----- 抜粋
【解決手段】通勤用、観光用、イベント用その他の各種用途に応じて、客室2内における可搬物1を複数の固定位置に配置転換可能に形成された鉄道車両10である。可搬物には、客室の床面側に当該可搬物の位置を固定する上部固定機構3を備え、客室の床面21には、上部固定機構と連結可能に形成され、かつ可搬物の複数の固定位置に対応して配置された下部固定機構4を備えている。
【発明の概要】
【発明が解決しようとする課題】
【0005】
しかしながら、特許文献1に開示されたシート変換機構100には、以下のような問題があった。すなわち、上記シート変換機構100は、車両の側面に基端部が回転可能に取り付けられ、先端部が前記脚台フレーム102に回転可能に取り付けられた第1のリンク105と、車両の側面に基端部が回転可能に取り付けられ、先端部が前記脚台フレーム102に回転可能に取り付けられた第2のリンク106と、前記脚台フレーム102と、車両側面107とから構成されるリンク機構108を介して、ロングシート位置とクロスシート位置の転換を行うものであるので、ロングシート位置及びクロスシート位置以外の位置への配置転換ができず、シート(腰掛)におけるレイアウトの自由度が少なかった。
【0006】
一方、観光用又はイベント用等に使用する客室内には、腰掛の他にテーブル等を持ち込むことがあるが、従来の通勤用の鉄道車両では、客室内における腰掛やテーブル等の可搬物を自由に配置できるレイアウトの自由度も少なく、可搬物の固定手段が必要であった。したがって、観光用又はイベント用等として専用の車両を用意するか、その都度必要な改造工事を行わざるを得なかった。
----------
- _課題の内容_
鉄道車両の客室レイアウトに関する抜粋を、最後の文の後から書き継いでください。 この後に続く資料は、鉄道車両の客室レイアウトに関する抜粋とは関係がありません。
----- 記録データ
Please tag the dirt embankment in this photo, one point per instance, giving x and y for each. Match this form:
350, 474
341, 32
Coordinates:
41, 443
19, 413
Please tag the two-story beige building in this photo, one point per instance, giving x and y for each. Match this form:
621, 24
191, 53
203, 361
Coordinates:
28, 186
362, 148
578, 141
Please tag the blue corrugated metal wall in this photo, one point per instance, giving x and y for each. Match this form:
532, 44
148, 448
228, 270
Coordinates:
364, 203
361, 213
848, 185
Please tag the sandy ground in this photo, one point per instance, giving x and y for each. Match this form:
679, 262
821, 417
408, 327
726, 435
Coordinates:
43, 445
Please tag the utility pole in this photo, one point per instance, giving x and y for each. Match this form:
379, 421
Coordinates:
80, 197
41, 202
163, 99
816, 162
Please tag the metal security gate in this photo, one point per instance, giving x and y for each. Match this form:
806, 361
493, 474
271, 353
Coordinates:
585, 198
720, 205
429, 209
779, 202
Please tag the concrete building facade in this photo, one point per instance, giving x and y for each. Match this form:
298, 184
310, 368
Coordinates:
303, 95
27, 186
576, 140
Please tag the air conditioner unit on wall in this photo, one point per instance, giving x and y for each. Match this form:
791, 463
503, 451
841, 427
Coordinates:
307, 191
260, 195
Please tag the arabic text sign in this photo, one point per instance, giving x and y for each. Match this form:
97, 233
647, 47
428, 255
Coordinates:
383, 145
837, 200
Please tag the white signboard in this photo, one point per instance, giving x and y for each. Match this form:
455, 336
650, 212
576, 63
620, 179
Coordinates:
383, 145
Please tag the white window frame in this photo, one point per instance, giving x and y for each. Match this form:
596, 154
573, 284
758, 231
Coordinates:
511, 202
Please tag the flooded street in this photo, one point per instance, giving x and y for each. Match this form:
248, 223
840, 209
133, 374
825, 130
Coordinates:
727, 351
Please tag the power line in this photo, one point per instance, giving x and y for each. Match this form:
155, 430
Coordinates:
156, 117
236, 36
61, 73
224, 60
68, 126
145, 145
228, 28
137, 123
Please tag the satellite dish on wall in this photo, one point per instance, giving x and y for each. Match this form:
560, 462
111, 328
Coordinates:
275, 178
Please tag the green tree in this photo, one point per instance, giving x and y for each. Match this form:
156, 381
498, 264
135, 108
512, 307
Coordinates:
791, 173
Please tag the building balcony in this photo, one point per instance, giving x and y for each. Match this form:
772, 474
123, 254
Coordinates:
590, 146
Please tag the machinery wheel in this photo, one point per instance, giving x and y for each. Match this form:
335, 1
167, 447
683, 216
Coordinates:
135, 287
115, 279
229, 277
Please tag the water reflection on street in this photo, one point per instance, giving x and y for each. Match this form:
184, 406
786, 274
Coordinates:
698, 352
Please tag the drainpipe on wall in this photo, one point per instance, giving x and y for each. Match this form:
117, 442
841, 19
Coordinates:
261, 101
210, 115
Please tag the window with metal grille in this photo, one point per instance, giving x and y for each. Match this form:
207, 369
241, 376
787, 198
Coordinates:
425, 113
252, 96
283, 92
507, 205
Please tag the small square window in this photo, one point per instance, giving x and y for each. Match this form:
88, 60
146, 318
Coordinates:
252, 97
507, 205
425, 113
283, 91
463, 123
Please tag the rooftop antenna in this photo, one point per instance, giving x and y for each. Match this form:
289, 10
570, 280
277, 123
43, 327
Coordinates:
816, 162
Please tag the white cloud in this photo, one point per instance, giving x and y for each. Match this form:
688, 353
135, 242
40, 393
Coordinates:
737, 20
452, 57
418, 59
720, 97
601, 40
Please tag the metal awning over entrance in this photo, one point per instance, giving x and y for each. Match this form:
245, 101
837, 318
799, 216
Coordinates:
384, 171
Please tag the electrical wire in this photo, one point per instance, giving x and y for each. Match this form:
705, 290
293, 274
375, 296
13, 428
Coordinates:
----------
- _課題への回答_
【0007】
本発明は、かかる問題を解決するためになされたものであり、通勤用、観光用、イベント用その他の各種用途に応じて、客室内における可搬物を簡単に配置転換できる鉄道車両を提供することを目的とする。
【課題を解決するための手段】
【0008】
上記目的を達成するため、本発明に係る鉄道車両は、以下の構成を備えている。
(1)通勤用、観光用、イベント用その他の各種用途に応じて、客室内における可搬物を複数の固定位置に配置転換可能に形成された鉄道車両であって、
前記可搬物には、客室の床面側に当該可搬物の位置を固定する上部固定機構を備え、前記客室の床面には、前記上部固定機構と連結可能に形成され、かつ前記可搬物の複数の固定位置に対応して配置された下部固定機構を備えていることを特徴とする。ここで、「可搬物」とは、腰掛、テーブル、台、物置棚、車いす固定具、2輪車固定具、その他の客室内に持ち込み可能な物を意味する。
【0009】
本発明においては、可搬物には、客室の床面側に当該可搬物の位置を固定する上部固定機構を備え、客室の床面には、上部固定機構と連結可能に形成され、かつ可搬物の複数の固定位置に対応して配置された下部固定機構を備えているので、通勤用、観光用、イベント用その他の各種用途に応じて、客室内における可搬物の固定位置を複数の位置に簡単に転換することができる。すなわち、上部固定機構と連結可能に形成された下部固定機構を、通勤用、観光用、イベント用その他の各種用途に応じて、客室の床面における複数の位置へ予め設置しておくことができる。そして、予め設置した下部固定機構の中から、用途に応じて配置する可搬物の上部固定機構に対応した下部固定機構を選択して、上部固定機構と下部固定機構とを互いに連結するだけでよい。また、上部固定機構は可搬物の床面側に備え、下部固定機構は客室の床面に備えているので、選択した下部固定機構に近接して上部固定機構を配置することによって、両者を簡単に連結することができる。さらに、下部固定機構は、客室の床面に備えているので、使用しないときには床面から突出させない等の処理も容易である。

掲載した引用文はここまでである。